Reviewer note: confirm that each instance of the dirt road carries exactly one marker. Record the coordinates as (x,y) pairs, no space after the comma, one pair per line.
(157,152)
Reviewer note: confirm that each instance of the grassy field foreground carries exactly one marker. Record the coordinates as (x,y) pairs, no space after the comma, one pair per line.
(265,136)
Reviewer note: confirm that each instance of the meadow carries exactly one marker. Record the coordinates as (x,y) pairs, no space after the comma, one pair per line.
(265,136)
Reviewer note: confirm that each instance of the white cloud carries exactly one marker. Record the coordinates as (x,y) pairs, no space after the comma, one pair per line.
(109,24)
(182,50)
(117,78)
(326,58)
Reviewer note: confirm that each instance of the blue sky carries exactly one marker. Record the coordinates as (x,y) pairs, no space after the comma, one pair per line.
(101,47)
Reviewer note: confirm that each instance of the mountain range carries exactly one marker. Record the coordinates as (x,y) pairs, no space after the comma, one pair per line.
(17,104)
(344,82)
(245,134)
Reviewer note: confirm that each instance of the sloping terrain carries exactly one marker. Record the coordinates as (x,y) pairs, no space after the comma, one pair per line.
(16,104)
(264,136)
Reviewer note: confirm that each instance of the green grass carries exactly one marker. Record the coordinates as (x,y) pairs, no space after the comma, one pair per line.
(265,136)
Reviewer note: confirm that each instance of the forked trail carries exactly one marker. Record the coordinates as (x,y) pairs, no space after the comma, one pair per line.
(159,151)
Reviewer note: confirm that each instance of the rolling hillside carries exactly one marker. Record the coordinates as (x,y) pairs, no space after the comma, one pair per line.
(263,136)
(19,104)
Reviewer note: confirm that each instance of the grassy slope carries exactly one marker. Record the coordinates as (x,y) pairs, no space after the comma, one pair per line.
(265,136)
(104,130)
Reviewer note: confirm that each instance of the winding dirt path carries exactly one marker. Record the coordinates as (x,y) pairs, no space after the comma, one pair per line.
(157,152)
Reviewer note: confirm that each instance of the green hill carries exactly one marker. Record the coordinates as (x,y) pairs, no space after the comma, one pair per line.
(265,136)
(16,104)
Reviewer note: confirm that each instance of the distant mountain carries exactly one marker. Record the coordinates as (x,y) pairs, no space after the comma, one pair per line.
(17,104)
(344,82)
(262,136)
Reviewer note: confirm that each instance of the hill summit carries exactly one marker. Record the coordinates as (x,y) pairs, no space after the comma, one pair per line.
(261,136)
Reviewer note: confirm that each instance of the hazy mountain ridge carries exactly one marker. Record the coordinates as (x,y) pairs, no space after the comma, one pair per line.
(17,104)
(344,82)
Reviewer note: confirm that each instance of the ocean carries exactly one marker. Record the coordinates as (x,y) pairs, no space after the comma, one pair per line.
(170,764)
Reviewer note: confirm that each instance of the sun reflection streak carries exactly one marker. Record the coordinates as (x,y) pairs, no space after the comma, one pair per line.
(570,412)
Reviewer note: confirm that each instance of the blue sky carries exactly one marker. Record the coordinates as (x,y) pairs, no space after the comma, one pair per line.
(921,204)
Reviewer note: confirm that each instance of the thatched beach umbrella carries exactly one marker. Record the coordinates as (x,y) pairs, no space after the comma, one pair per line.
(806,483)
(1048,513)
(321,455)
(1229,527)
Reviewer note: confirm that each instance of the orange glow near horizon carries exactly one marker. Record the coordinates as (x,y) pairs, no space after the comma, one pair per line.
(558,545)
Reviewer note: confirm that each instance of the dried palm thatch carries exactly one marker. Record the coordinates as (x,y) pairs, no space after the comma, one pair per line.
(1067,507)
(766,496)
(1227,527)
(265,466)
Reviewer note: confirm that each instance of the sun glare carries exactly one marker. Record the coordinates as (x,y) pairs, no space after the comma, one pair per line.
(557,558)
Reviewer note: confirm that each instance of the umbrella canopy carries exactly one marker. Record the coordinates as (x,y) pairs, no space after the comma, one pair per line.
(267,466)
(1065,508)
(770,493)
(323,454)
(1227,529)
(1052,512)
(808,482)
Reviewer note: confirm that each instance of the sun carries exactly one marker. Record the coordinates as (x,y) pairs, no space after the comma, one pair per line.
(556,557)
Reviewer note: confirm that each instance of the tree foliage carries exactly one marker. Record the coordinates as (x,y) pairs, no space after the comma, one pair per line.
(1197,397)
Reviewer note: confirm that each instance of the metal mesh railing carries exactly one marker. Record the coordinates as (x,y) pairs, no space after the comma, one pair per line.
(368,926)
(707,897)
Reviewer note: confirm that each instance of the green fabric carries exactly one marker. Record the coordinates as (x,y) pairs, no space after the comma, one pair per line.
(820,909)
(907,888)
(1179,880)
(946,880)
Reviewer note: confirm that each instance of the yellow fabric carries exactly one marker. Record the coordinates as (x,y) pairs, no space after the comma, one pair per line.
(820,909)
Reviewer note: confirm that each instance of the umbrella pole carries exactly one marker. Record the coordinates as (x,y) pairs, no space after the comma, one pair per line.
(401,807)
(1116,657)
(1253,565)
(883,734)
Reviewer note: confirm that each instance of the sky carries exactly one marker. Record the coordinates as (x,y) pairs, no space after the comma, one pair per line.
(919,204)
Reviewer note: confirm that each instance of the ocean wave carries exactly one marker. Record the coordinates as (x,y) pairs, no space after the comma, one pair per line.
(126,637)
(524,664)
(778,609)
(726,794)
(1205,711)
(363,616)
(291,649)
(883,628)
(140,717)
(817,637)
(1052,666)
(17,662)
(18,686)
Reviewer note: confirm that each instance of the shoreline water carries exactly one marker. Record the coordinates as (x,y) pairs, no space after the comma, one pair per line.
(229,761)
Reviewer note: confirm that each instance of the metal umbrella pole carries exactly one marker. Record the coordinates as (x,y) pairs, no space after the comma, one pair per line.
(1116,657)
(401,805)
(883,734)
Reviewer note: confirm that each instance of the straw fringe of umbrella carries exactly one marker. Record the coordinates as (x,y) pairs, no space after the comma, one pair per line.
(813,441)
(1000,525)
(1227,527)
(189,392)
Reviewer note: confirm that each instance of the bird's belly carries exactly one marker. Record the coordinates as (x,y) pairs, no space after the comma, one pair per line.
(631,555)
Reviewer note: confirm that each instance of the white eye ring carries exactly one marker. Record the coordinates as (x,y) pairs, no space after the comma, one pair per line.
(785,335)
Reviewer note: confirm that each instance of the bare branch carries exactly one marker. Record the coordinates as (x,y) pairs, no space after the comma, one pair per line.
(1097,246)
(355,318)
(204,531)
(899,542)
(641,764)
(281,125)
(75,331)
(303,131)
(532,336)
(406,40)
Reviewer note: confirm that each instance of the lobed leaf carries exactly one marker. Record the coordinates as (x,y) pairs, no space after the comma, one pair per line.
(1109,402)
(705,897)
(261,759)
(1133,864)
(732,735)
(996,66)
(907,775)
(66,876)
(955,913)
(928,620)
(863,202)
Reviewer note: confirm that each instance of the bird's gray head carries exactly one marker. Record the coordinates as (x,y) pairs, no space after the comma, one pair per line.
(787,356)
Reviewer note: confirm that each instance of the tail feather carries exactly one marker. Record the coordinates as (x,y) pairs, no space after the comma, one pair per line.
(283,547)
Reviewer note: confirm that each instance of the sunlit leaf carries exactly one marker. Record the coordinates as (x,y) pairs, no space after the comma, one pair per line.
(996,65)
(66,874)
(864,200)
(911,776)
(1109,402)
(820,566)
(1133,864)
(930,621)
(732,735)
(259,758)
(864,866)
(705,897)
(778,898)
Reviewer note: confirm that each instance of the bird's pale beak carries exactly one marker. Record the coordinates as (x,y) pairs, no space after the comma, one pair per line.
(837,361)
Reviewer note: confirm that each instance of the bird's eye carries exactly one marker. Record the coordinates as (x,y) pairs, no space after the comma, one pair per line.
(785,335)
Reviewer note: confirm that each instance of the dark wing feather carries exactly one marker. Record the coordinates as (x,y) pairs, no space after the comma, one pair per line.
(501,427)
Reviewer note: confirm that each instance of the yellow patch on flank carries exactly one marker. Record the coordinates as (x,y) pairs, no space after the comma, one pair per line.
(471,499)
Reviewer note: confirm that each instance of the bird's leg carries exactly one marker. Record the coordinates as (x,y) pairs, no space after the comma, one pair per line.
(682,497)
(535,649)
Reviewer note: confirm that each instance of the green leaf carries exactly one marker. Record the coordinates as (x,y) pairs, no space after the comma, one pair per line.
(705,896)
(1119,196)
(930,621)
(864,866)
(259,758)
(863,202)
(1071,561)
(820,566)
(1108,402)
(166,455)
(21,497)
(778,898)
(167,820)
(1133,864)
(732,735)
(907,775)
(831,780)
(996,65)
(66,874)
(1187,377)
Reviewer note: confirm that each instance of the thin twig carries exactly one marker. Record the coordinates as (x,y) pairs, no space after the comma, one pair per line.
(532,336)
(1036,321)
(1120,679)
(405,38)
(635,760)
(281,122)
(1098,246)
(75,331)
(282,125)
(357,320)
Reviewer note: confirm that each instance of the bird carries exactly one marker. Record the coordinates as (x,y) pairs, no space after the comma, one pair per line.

────────────────────

> _Required task_: Give again the lines from the line holding "Reviewer note: confirm that each instance of the yellow patch" through the close of the listing, both included, exactly as written and with nothing else.

> _Full response_:
Reviewer note: confirm that each instance of the yellow patch on flank carries exactly one marker. Record the coordinates as (x,y) pairs, no space after the comma, one pair per line.
(471,499)
Reviewer note: confirm that each instance of the bird's leg carries exactly one marker. Record the coordinates as (x,y) pairs, no space after the comma, one pair per line.
(682,497)
(535,649)
Reviewer note: confirm that each instance of the green leaf carries exactly one marker. Record the coordinates as (x,y) pairs, no space after the comma, one pair per line.
(705,896)
(1119,196)
(930,621)
(864,866)
(259,758)
(863,202)
(1071,561)
(820,566)
(1108,402)
(166,455)
(21,497)
(778,898)
(167,820)
(1133,864)
(732,735)
(907,775)
(831,780)
(996,65)
(66,874)
(1187,377)
Reviewer note: confirm that each instance of the thin twig carries exactly one marker. Record the coordinates as (x,y) pairs, no space after the comma, one pair per line.
(532,336)
(1036,321)
(1120,679)
(405,38)
(635,760)
(281,122)
(1098,246)
(75,331)
(282,125)
(357,320)
Reviewer note: confirm that each instance of the bird carries exactly one marker. Record the coordinates as (x,y) pairs, no space after the comma, one pair per line.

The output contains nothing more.